- **RECORDS FOR THE EXERCISE**

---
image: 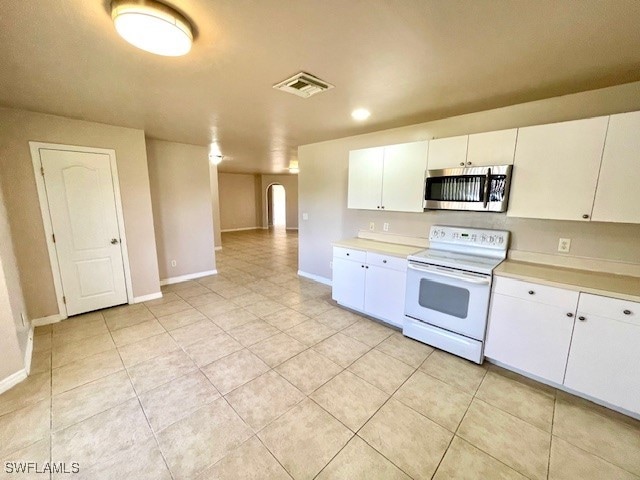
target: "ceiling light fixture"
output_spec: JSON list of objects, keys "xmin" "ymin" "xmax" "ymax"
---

- **WORK TO BE COMPLETED**
The answer should be the complete listing, set down exactly, without pictures.

- **SOLUTION FOR THIS EXERCISE**
---
image: 
target: "ceiling light fixture"
output_spec: JSON list of objects, keys "xmin" "ymin" "xmax" "ymax"
---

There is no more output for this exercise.